| Records for this task |
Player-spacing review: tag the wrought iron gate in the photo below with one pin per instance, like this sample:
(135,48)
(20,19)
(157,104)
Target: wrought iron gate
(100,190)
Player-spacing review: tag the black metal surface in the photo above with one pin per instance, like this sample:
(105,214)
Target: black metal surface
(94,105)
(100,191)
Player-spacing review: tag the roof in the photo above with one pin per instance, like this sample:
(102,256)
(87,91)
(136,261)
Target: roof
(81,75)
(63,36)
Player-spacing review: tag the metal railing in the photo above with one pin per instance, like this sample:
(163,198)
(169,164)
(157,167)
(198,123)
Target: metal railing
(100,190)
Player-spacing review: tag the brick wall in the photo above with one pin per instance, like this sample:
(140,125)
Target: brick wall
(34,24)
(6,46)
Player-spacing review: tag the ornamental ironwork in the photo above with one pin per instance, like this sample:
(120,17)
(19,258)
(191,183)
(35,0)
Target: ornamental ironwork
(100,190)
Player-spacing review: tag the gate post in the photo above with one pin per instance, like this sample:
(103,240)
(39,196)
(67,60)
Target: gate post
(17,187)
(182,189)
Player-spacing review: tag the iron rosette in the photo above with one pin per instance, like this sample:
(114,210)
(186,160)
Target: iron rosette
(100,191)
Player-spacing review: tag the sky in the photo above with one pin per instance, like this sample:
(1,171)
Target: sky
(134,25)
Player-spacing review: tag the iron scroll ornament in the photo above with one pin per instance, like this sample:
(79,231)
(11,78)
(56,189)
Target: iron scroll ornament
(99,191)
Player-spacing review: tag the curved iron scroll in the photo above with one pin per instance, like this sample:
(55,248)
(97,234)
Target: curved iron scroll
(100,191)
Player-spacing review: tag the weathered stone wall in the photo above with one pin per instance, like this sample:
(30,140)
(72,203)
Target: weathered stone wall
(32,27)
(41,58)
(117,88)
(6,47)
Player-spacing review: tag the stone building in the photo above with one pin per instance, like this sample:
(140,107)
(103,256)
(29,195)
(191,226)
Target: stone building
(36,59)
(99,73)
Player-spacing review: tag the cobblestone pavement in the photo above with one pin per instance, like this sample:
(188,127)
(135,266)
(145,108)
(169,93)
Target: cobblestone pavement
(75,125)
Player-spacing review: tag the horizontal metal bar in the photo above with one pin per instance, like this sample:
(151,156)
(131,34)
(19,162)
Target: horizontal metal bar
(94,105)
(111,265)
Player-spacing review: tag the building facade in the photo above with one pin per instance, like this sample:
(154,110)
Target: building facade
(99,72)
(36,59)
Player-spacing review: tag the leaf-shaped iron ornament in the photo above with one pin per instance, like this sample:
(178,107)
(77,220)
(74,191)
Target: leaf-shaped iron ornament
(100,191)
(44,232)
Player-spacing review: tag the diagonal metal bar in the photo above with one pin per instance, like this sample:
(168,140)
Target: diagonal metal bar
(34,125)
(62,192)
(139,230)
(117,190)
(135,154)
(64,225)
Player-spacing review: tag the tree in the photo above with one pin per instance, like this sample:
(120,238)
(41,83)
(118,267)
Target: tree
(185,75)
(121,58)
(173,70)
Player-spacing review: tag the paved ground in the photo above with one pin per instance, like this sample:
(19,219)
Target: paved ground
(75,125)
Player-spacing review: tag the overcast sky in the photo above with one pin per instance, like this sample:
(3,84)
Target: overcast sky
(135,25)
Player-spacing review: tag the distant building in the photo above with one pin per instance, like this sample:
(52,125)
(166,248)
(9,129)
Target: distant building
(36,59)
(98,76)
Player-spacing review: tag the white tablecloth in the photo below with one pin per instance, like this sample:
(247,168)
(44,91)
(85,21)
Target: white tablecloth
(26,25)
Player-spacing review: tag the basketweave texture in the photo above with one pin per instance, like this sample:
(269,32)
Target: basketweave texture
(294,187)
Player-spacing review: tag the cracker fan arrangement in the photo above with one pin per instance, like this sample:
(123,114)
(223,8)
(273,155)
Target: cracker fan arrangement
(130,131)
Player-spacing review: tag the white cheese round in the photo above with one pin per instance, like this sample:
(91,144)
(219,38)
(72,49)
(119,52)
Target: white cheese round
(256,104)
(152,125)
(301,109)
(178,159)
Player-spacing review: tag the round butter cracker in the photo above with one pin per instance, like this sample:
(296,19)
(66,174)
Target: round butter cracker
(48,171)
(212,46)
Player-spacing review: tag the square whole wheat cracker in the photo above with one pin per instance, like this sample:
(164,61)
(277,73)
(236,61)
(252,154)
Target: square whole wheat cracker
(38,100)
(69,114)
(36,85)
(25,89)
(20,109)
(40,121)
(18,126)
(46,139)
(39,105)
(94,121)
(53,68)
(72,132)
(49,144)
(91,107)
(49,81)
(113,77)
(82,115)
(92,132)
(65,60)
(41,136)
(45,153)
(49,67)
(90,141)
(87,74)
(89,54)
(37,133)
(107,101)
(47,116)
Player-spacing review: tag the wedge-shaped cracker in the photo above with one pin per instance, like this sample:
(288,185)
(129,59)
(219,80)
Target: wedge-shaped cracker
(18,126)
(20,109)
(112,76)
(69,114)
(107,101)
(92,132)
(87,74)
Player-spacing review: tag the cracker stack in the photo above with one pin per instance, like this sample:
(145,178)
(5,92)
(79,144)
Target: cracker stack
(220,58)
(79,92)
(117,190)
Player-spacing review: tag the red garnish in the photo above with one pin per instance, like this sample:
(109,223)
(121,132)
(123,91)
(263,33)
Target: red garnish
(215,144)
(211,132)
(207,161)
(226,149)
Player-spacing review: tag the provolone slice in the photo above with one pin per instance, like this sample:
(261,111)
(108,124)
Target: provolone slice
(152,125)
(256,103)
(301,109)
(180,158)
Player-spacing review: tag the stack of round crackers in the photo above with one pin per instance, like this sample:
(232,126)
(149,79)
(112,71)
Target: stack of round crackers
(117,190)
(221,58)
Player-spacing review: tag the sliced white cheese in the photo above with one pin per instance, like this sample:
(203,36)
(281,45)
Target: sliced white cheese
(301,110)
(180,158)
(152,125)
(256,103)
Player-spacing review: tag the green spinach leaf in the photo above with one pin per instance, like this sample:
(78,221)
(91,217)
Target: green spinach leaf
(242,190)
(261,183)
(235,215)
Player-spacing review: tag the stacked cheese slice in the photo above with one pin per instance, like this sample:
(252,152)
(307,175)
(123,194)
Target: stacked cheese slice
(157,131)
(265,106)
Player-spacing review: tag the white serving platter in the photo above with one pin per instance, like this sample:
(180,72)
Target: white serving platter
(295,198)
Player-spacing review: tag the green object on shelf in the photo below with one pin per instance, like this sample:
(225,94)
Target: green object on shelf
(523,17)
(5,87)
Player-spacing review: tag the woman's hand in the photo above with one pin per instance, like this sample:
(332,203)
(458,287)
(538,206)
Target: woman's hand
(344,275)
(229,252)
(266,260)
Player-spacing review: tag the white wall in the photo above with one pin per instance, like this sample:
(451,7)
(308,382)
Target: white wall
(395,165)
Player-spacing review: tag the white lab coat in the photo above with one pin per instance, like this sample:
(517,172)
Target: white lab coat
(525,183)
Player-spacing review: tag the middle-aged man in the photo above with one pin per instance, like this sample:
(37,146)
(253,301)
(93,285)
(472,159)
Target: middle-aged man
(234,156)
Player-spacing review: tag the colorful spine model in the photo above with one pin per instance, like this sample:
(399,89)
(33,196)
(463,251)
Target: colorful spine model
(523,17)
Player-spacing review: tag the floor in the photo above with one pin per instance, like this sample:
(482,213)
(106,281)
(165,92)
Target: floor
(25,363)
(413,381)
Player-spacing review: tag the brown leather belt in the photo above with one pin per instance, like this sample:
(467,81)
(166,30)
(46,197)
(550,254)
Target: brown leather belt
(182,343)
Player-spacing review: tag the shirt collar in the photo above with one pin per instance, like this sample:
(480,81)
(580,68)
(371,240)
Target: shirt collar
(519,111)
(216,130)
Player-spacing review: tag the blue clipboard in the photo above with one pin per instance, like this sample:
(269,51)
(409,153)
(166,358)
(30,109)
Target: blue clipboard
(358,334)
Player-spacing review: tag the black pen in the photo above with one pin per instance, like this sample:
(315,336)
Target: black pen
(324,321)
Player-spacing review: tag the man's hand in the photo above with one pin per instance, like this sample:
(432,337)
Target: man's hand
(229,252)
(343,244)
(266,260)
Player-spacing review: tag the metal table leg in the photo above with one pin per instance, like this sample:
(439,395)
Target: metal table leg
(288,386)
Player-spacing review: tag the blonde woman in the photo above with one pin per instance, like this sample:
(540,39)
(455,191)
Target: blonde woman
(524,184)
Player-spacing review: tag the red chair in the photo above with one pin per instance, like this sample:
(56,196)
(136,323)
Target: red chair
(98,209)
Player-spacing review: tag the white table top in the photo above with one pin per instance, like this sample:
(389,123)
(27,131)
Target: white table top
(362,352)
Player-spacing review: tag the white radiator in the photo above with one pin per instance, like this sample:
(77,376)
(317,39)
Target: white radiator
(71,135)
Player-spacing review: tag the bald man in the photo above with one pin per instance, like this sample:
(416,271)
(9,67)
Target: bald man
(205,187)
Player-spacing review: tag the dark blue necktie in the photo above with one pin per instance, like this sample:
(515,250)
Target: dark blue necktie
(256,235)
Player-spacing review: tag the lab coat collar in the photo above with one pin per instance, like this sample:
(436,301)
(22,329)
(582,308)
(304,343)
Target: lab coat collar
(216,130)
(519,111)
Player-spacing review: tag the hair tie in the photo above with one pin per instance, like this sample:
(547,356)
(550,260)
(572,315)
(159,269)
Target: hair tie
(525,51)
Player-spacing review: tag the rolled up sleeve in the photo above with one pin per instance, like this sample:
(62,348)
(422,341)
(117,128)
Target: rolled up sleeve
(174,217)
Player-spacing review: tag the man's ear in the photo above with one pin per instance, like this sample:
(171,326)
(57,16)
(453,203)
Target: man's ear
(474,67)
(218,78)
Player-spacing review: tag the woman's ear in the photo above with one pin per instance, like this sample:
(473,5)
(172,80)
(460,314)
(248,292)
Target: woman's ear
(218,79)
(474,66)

| Written instruction |
Copy the listing again, word for word, from the line containing "Player-spacing review: tag the rolled" through the end of the listing, both ends included.

| Finished exercise |
Player-spacing review: tag the rolled up sleeve in the photo above with one pin per instance, like this sample:
(62,348)
(422,341)
(117,128)
Target: rolled up sleeve
(174,217)
Player-spacing review: tag the man's ear in the photo above with one pin per instance, like this sample:
(171,326)
(57,16)
(453,203)
Target: man's ear
(474,67)
(218,78)
Player-spacing review: tag the woman's ear in the photo above with one pin per instance, like this sample:
(473,5)
(172,80)
(460,314)
(248,292)
Target: woman's ear
(218,79)
(474,66)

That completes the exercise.